===== Provided records =====

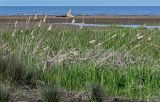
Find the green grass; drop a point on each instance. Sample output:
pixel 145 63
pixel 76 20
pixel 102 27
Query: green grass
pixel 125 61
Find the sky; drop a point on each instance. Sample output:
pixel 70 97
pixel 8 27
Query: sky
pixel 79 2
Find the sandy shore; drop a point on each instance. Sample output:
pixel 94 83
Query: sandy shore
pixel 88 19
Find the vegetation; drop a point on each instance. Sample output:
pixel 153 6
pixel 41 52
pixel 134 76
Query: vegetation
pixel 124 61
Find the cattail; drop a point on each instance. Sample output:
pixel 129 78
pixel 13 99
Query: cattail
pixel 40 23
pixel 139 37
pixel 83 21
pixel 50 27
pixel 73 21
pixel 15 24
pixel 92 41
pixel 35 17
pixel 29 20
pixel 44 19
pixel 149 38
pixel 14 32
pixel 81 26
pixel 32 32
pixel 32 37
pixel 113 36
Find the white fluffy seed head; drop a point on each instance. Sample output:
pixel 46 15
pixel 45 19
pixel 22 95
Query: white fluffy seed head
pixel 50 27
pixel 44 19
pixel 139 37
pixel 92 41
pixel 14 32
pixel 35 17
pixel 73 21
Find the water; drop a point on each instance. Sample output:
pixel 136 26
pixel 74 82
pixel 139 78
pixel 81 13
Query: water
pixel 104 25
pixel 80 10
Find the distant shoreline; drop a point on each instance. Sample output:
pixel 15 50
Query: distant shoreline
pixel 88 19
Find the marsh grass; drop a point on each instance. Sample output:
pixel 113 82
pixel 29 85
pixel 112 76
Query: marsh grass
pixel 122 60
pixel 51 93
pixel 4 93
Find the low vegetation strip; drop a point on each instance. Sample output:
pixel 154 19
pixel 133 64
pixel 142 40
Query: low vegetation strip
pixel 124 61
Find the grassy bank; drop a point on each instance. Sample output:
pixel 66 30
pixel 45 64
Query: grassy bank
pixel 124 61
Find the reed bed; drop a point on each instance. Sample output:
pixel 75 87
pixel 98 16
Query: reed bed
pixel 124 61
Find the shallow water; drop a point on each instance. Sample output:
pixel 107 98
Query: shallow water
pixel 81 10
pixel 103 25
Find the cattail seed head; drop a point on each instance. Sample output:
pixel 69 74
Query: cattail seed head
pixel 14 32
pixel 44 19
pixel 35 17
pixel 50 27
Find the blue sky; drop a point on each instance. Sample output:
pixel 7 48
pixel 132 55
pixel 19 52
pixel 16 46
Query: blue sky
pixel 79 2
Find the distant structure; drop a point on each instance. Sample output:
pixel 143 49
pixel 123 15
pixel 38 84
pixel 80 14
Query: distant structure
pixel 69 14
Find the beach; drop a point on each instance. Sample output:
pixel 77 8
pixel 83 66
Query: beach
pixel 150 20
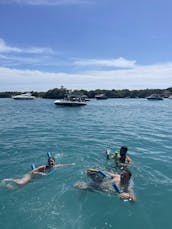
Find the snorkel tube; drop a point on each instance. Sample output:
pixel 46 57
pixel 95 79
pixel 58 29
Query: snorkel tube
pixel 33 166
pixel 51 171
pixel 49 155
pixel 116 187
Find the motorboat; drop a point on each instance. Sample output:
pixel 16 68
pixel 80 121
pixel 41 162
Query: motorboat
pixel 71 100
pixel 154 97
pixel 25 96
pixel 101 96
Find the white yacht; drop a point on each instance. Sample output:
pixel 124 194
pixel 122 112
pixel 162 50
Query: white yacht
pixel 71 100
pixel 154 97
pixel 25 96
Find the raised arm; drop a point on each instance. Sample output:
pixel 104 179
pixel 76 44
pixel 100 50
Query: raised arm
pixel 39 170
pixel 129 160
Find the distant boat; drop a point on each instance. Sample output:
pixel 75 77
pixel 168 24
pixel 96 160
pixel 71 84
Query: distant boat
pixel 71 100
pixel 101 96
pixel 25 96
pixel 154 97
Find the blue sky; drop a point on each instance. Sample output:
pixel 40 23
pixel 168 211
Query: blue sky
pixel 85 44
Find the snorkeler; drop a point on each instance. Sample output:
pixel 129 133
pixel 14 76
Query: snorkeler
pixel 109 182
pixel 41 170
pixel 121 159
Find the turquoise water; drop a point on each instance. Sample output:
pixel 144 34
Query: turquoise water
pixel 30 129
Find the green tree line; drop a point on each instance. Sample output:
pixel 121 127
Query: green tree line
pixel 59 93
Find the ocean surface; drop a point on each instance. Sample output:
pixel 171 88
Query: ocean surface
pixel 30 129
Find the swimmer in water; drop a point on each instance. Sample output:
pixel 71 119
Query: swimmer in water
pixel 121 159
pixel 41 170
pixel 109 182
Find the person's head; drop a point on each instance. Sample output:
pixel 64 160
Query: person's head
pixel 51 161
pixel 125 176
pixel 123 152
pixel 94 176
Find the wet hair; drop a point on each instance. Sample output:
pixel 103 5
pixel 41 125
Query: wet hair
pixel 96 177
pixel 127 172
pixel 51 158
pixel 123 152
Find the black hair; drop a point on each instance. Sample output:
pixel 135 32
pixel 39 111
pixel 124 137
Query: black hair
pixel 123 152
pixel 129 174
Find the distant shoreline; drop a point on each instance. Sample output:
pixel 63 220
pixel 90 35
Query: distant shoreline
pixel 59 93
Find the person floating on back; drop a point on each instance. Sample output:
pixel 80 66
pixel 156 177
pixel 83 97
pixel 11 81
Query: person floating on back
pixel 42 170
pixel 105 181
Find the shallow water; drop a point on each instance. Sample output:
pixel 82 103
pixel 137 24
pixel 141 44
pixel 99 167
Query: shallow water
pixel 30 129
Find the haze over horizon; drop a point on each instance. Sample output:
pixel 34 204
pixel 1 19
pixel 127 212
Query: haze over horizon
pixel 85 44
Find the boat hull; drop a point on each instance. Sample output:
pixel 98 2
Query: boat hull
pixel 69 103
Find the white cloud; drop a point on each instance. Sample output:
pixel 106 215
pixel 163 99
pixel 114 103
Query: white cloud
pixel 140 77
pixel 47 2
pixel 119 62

=====
===== Provided records =====

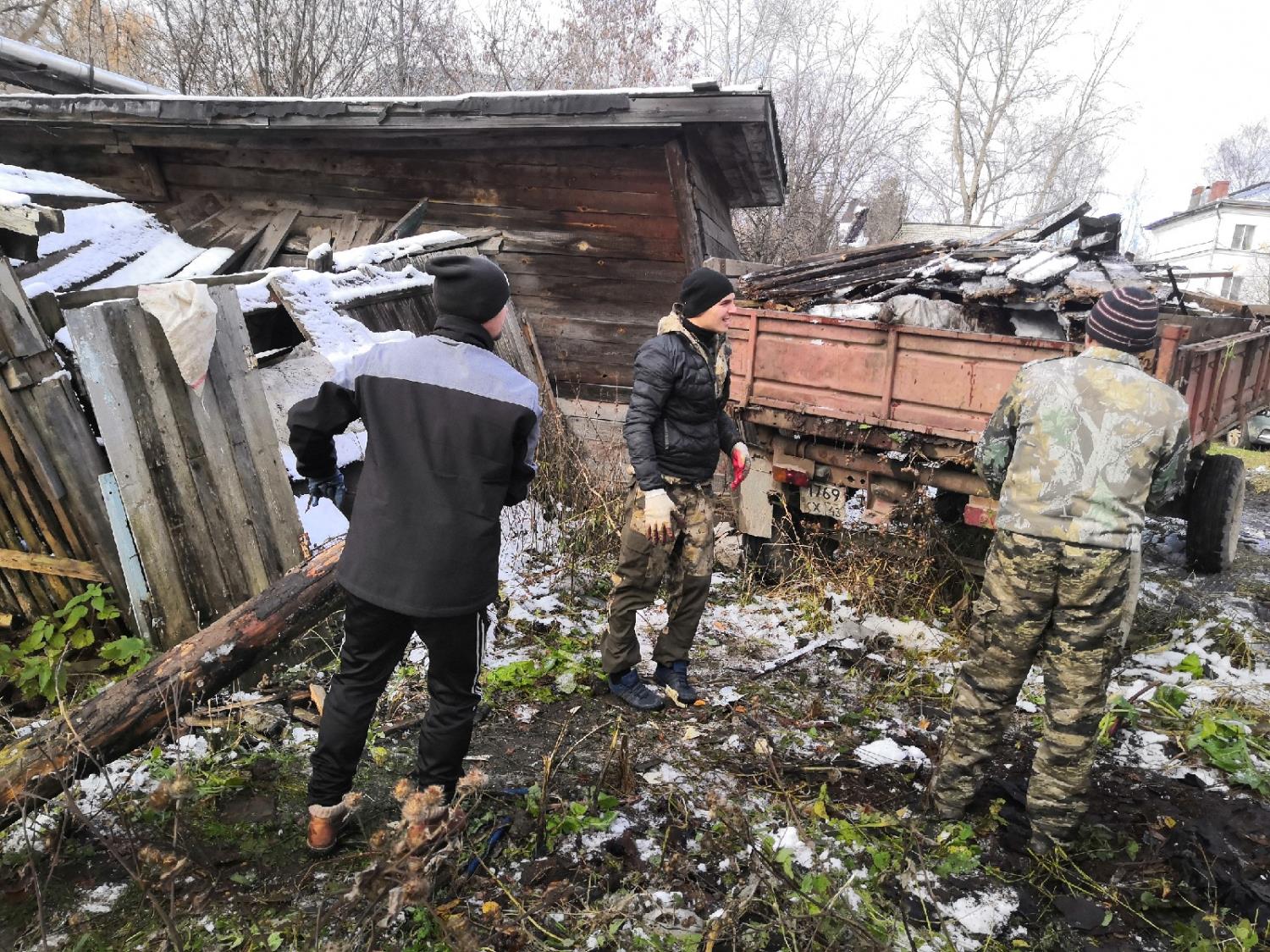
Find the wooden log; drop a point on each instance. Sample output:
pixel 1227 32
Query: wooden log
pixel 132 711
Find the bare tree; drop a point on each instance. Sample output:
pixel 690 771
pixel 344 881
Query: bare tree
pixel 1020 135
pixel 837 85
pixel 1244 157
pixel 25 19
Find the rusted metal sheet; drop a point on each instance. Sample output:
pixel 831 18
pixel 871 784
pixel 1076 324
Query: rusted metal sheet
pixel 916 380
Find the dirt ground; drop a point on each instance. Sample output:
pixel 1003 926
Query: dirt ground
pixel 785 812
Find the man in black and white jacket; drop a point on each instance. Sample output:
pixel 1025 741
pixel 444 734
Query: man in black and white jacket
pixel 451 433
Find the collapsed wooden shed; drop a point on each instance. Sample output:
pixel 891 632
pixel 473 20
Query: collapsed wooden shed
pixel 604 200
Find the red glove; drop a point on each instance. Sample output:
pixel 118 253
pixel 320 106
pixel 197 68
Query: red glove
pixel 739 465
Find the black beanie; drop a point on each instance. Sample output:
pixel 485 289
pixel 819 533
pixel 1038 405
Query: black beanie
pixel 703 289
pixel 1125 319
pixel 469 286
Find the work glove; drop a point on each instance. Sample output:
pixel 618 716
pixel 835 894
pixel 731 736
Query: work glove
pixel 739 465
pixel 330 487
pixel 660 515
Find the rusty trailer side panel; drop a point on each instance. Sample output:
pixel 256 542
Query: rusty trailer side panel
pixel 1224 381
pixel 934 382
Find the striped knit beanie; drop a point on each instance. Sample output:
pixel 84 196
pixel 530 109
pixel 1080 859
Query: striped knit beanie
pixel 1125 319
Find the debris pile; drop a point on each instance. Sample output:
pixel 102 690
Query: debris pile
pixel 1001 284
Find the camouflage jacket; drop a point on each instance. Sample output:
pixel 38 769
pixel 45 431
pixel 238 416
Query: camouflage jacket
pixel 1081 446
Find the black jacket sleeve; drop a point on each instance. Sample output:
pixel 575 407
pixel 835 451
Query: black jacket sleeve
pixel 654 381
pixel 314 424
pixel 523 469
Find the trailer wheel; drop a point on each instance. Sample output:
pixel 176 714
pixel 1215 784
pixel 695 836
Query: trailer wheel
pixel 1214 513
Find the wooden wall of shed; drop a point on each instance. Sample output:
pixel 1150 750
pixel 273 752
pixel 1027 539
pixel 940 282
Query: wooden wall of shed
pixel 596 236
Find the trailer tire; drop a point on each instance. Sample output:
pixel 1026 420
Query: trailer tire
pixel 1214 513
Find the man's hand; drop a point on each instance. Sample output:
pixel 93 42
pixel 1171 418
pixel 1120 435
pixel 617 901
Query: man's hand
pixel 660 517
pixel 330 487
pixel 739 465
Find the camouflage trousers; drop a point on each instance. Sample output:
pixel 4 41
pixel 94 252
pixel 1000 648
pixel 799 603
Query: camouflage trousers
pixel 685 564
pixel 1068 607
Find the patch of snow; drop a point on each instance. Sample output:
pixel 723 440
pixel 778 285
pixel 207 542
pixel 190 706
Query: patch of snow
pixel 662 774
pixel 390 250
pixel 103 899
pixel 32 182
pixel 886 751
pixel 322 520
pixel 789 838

=====
===== Provided records =====

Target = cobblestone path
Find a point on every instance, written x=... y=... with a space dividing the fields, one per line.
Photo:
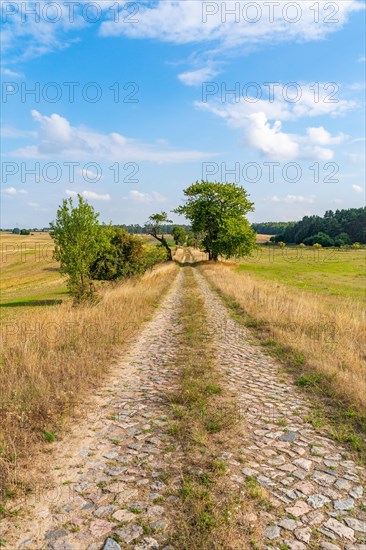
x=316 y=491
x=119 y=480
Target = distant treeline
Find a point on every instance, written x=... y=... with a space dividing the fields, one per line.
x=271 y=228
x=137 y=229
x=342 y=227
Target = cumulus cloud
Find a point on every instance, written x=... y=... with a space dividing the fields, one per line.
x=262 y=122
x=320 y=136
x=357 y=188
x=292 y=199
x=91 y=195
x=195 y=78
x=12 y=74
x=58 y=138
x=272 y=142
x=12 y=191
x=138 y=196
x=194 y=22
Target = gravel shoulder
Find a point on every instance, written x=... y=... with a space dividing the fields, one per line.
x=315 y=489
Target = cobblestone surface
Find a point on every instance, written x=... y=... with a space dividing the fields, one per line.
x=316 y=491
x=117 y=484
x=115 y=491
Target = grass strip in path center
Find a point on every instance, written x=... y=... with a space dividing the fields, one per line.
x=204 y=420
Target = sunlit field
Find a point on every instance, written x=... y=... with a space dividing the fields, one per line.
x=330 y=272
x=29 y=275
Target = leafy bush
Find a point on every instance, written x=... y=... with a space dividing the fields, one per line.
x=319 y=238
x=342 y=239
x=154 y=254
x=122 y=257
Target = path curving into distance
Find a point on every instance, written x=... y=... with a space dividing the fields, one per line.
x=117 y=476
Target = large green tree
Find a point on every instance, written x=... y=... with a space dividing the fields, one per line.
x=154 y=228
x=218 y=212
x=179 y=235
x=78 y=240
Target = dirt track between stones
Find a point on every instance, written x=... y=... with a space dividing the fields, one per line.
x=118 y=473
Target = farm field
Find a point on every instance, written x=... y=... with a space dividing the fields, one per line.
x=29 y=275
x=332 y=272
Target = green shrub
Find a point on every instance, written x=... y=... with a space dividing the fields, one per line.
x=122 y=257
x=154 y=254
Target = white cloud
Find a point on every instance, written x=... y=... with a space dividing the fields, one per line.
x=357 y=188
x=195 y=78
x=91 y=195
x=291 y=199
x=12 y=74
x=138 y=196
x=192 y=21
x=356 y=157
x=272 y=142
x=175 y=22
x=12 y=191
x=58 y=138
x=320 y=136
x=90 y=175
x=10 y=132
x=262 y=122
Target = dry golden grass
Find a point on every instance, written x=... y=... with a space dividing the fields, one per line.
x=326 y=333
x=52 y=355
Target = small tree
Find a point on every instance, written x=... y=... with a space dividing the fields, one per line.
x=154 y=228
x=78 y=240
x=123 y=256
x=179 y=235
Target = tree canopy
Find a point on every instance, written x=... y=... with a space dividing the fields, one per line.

=====

#### [Aim of the exercise]
Search the preceding listing for "cobblestone" and extract every line where it is found.

#### [Exercise output]
Target = cobblestone path
Target = cobblestone surface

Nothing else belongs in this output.